- Your instructions -
The whole of the data is to be returned without a single change.

+++ Material for the task +++

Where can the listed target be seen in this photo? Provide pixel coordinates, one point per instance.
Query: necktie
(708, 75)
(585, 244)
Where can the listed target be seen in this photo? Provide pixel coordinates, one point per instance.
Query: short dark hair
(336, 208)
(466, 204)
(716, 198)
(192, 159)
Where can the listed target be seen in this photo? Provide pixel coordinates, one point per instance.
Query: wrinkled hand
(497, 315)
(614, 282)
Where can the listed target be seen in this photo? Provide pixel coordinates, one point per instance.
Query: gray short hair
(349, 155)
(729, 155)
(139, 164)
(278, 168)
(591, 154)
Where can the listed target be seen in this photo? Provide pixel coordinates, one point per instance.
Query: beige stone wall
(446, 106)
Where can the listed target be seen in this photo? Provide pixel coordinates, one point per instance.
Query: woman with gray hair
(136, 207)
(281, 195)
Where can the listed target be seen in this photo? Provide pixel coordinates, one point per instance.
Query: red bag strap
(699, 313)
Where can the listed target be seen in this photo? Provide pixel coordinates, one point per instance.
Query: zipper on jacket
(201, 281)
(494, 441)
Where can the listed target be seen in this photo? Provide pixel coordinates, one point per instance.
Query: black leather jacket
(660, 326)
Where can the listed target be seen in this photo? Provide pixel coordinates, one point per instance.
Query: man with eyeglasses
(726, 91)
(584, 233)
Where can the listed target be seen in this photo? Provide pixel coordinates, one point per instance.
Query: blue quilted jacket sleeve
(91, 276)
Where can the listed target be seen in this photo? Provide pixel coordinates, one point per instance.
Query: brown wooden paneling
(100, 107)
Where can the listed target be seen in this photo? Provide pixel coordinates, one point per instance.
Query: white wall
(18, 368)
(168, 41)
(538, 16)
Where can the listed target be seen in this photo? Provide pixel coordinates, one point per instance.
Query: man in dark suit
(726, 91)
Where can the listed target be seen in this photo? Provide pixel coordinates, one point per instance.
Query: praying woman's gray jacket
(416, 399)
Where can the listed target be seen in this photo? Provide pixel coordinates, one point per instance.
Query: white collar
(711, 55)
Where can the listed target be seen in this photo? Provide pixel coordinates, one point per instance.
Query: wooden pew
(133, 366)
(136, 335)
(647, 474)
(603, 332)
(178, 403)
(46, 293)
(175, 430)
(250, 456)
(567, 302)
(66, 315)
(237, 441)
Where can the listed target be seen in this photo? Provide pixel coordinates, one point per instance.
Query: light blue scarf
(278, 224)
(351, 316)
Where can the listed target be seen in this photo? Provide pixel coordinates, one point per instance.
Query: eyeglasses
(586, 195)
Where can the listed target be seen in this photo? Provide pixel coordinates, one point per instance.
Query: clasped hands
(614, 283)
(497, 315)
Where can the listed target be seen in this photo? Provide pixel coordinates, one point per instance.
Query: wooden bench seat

+++

- Task solution -
Where can the listed target be seen in this photo? Provide pixel coordinates, one point per instance.
Query: necktie
(708, 75)
(585, 244)
Where can the listed target be seen in this photo? Provide pixel coordinates, one point per instance.
Query: short dark hair
(336, 208)
(466, 204)
(716, 198)
(192, 159)
Where can the listed target be seen in this photo? Provide pixel coordinates, one point per instance.
Query: wrinkled hand
(497, 315)
(614, 282)
Where can the listed target be seen in this photo? Provide pixel coordinates, one point per instance.
Query: gray short hair
(349, 155)
(729, 155)
(139, 164)
(278, 168)
(591, 154)
Where can the listed target be seen in this photo? Provide pixel coordinates, one point per instance.
Query: beige stone wall
(446, 106)
Where can the listed target be seen in this photo? Provide pixel coordinates, one point per instance.
Query: woman with gray hair
(136, 207)
(281, 195)
Where can the listed target be seen in this photo? Provide pixel coordinates, one point per instance.
Query: red bag strap
(699, 313)
Where can the listed target be seen in this photo? Provide pixel coordinates, one point per instance.
Query: zipper on jacket
(201, 281)
(494, 441)
Where can the listed target be seen in this photo? Provide pixel coordinates, one point per instance.
Query: black leather jacket
(660, 326)
Where can the listed target be seen in this photo? Provide pixel coordinates, one point per instance.
Query: man with eyeglasses
(726, 91)
(584, 233)
Where can the listed target be seen in this photo? Provide pixel coordinates, one point per instance.
Query: blue quilted jacket sleeve
(91, 276)
Where can the listed target be seen in this photo? Provide pixel coordinates, one point per instance.
Query: brown wooden paneling
(100, 107)
Where can the listed target be seen in this photo? Provide pixel coordinates, one point per instance.
Query: white wall
(18, 368)
(168, 41)
(538, 16)
Where can the listed target be seen in this photo? Provide pixel coordinates, one point per instance.
Query: man in dark suit
(726, 91)
Where can the listed target be seen in this photo? Provide pixel coordinates, one point per instance.
Query: praying woman's gray jacket
(416, 399)
Where can the listed target be seen in this photo? Provide pixel coordinates, one point per instance.
Query: white collar
(711, 55)
Where can the listed target be seen in this photo? Provide pixel coordinates, one point per instance.
Query: wooden pew
(133, 366)
(136, 335)
(647, 474)
(603, 332)
(178, 403)
(46, 293)
(175, 430)
(250, 456)
(567, 302)
(66, 315)
(237, 441)
Where can the listed target be seen in this photo? Provide pixel coordinates, one point per instance.
Query: light blue scarf
(278, 224)
(351, 316)
Where can the listed target be seen in this photo? Provide pixel coordinates, one point per instance.
Query: eyeglasses
(586, 195)
Where can the listed target be seen in this photo? Provide pixel coordinates, one point per instance.
Query: clasped hands
(614, 283)
(497, 315)
Where can the listed target be seen in this photo? Provide pixel coordinates, one point per instance.
Query: wooden bench seat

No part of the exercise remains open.